- _What you need to do_
Could you give the data below again, exactly and completely?

- _Data listing_
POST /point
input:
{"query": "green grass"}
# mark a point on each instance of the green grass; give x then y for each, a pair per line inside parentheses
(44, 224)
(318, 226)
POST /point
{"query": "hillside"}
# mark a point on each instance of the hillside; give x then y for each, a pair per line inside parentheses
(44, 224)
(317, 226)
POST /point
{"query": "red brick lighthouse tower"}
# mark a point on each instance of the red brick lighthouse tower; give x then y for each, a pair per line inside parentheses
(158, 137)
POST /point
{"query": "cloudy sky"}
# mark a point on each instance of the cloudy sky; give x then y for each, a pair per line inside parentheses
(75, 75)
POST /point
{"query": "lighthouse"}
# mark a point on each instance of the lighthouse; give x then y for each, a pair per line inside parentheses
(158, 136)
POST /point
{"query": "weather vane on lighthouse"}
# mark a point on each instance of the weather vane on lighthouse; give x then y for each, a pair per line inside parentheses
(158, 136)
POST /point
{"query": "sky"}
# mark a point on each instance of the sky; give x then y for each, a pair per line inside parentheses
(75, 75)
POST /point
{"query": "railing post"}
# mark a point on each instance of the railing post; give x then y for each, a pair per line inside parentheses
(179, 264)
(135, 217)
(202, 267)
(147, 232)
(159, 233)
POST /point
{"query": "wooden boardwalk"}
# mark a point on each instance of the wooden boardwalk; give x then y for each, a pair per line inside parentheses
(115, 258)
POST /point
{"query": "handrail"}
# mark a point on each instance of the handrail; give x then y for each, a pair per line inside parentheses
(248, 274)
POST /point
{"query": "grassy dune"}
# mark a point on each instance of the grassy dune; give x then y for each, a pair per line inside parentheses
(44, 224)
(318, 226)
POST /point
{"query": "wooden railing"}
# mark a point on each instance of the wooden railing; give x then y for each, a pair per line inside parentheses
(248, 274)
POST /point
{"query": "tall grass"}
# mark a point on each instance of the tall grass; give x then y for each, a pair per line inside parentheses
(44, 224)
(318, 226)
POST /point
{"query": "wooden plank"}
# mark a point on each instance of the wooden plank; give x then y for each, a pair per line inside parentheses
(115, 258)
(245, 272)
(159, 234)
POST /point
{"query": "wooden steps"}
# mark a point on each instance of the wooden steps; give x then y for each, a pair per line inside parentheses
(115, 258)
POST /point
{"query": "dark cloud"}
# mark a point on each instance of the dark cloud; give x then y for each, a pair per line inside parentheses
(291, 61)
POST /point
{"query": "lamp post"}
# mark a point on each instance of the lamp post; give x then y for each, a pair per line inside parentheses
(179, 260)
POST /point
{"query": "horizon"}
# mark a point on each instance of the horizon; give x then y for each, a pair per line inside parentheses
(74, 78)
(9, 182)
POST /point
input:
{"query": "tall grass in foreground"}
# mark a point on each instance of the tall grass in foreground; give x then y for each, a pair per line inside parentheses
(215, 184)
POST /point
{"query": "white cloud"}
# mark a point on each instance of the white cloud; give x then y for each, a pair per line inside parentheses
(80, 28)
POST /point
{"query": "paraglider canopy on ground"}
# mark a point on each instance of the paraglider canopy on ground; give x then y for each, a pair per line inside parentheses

- _Full response_
POST /point
input:
{"query": "green grass"}
# mark a point on each instance of the green grass; give x then y for each, a pair per line inside parentheses
(44, 224)
(318, 226)
POST /point
{"query": "hillside"}
# mark a point on each instance of the hillside; give x then y for each, a pair per line inside parentheses
(44, 224)
(317, 226)
POST /point
{"query": "red brick lighthouse tower"}
# mark a point on each instance of the red brick lighthouse tower; give x then y for each, a pair per line inside parentheses
(158, 137)
POST /point
{"query": "cloudy sky"}
# mark a point on each instance of the cloudy sky; give x then y for each, a pair per line inside parentheses
(75, 75)
POST /point
{"query": "lighthouse"}
# mark a point on each instance of the lighthouse; give x then y for each, a pair per line inside parentheses
(158, 136)
POST /point
{"query": "weather vane on lighthouse"}
# mark a point on each instance of the weather vane on lighthouse; give x then y for each, a pair per line inside parentheses
(158, 136)
POST /point
{"query": "sky"}
# mark a point on each instance of the sky; give x then y for each, a pair per line inside parentheses
(75, 75)
POST /point
{"query": "railing post"}
# mark a point on each instance of the railing post; give x then y for each, a pair per line inside parentheses
(179, 264)
(135, 217)
(202, 267)
(147, 232)
(159, 233)
POST /point
{"query": "wooden boardwalk"}
# mark a point on each instance of the wooden boardwalk; give x then y for each, a pair per line inside parentheses
(115, 258)
POST /point
{"query": "handrail"}
# mark a point on each instance of the handrail; give x then y for each, a pair per line inside parentheses
(248, 274)
POST /point
{"query": "grassy dune"}
# mark a point on each instance of the grassy dune; give x then y for each, a pair per line inside parentheses
(44, 224)
(318, 226)
POST /point
{"query": "wooden railing"}
# mark a point on each instance of the wooden railing; give x then y for each, a pair per line inside parentheses
(248, 274)
POST /point
{"query": "tall grass"}
# mark a point on each instance of the tall grass; give x then y for each, a pair per line inside parentheses
(44, 224)
(318, 226)
POST /point
{"query": "wooden plank"}
# mark a point on each instance of the wooden plank; give x then y for each, a pair per line inside parentheses
(115, 258)
(245, 272)
(159, 234)
POST /point
{"query": "wooden steps"}
# mark a point on each instance of the wooden steps; give x then y for each, a pair per line inside parentheses
(115, 258)
POST /point
{"query": "dark cloud"}
# mark a point on each instance of the dark cloud; give x then y for each, a pair per line inside parentheses
(291, 61)
POST /point
{"query": "lamp post"}
# mark a point on each instance of the lamp post; give x then y for each, a pair per line inside parentheses
(179, 260)
POST /point
{"query": "horizon"}
# mark a point on each instance of the horizon; give x then y for each, a pair per line inside parentheses
(74, 78)
(9, 182)
POST /point
input:
{"query": "tall grass in foreground"}
# mark a point on each instance of the tall grass in foreground; give x then y for each, a pair per line inside parentheses
(215, 184)
POST /point
{"query": "white cloud"}
# mark a point on each instance of the white cloud; give x then y for each, a pair per line inside parentheses
(80, 28)
POST /point
{"query": "paraglider canopy on ground"}
# mark a point on each instance of the paraglider canopy on ground; give x then y for each, a pair per line inside parentheses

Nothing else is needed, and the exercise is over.